Recorded data:
———

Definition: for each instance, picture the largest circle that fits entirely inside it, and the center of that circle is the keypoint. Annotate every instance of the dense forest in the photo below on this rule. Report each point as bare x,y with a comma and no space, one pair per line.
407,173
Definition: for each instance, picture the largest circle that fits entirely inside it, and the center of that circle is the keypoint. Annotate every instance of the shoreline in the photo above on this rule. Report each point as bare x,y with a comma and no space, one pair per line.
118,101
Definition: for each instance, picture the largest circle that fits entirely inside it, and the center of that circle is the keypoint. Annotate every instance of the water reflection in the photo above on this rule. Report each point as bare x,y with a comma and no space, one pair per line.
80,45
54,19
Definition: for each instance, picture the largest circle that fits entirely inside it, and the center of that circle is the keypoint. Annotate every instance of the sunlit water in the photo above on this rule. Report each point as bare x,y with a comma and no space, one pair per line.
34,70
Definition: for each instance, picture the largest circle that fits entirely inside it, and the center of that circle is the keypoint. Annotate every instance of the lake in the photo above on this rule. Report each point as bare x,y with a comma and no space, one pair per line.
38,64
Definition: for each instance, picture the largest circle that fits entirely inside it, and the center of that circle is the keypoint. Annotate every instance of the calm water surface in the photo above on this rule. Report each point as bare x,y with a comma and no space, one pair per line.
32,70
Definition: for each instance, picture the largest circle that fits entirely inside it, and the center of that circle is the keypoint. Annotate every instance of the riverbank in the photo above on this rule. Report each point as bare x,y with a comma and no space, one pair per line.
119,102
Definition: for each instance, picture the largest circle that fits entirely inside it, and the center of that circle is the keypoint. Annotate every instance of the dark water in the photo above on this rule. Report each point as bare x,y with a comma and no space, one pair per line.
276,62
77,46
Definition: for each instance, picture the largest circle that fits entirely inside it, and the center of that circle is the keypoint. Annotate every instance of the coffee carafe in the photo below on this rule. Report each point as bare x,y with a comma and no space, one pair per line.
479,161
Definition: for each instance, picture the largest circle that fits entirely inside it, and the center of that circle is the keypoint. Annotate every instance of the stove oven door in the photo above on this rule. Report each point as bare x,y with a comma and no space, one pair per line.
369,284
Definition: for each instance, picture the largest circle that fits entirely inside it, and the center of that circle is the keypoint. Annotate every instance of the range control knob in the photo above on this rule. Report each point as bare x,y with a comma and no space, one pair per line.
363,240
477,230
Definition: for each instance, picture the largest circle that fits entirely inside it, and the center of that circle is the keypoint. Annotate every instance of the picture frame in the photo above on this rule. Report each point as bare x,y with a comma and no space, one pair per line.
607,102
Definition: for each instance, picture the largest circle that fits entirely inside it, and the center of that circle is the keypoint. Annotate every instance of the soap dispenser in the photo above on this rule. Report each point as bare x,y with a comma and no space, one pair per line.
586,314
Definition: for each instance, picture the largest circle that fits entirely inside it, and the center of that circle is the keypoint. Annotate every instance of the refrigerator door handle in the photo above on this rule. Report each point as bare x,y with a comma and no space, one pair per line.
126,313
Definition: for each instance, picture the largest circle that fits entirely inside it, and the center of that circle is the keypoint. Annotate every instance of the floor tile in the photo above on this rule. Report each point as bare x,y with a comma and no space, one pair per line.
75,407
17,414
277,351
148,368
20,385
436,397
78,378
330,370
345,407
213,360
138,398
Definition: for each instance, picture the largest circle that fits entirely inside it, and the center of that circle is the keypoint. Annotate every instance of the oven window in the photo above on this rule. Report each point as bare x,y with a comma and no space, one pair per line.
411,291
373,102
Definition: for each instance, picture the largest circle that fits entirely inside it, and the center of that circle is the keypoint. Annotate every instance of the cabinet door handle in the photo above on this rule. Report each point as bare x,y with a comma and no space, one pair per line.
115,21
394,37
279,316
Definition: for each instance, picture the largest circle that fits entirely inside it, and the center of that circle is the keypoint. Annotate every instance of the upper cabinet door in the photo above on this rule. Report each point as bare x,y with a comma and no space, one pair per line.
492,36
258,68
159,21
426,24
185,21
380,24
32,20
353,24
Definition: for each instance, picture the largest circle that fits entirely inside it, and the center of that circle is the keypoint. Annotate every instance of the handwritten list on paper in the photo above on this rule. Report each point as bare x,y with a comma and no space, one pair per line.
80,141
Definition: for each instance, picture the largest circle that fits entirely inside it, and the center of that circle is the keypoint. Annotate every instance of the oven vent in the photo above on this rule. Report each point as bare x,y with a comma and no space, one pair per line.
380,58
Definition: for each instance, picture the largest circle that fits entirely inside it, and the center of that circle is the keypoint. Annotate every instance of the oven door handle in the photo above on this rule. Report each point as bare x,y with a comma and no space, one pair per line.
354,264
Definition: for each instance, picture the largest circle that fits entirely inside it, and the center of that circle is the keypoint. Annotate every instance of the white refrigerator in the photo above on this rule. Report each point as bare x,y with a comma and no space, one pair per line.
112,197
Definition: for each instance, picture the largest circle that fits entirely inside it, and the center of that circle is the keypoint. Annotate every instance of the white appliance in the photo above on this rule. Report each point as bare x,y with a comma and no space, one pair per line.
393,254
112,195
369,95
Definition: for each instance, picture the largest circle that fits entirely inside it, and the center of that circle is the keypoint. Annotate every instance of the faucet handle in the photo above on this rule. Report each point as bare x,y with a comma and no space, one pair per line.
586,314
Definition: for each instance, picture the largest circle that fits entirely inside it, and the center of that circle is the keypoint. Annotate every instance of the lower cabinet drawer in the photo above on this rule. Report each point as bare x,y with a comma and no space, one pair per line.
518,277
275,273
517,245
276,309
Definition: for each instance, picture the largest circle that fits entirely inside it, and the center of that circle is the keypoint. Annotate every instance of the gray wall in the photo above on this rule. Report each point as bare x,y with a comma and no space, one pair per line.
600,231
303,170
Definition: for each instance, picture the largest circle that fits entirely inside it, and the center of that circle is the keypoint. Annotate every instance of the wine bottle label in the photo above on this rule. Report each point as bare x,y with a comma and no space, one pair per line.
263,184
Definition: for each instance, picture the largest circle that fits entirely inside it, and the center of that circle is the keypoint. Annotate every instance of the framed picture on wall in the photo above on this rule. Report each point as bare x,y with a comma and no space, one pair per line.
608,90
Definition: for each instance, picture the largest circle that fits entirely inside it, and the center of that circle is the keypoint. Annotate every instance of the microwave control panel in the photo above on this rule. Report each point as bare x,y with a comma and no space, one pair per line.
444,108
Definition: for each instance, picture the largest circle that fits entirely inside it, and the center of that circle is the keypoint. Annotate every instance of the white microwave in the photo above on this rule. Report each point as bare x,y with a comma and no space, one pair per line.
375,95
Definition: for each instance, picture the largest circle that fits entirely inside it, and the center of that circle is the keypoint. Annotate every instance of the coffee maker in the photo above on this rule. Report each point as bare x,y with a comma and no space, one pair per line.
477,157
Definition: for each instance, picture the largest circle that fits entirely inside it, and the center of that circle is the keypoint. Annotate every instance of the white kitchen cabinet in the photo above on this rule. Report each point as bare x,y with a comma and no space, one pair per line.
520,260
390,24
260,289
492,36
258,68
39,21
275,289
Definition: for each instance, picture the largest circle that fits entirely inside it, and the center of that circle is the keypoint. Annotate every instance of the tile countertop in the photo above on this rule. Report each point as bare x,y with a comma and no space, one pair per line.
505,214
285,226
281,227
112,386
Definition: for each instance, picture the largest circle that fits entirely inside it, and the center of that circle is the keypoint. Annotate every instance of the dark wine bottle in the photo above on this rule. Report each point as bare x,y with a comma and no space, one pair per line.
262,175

———

▶ To be done: Give back, unchanged, every line from the one with "of the tile" to the end of the entries above.

▶ Task result:
Definition: for each instance, picture the largest circle that fits entirely inside it, and the center of that circle is the keypoint. Annotate every instance of the tile countertop in the photo above on this rule. Report each point as bare x,y with a comma and no space, one pair per line.
505,214
285,226
281,227
112,386
Definition: for each instance, picture the largest circle that fits entirely inside it, and the center of that circle is the keypoint. Annotate every instance of the dark wine bottle in the photo above on this rule. Report each point as bare x,y with a comma and no space, one pair per line.
262,175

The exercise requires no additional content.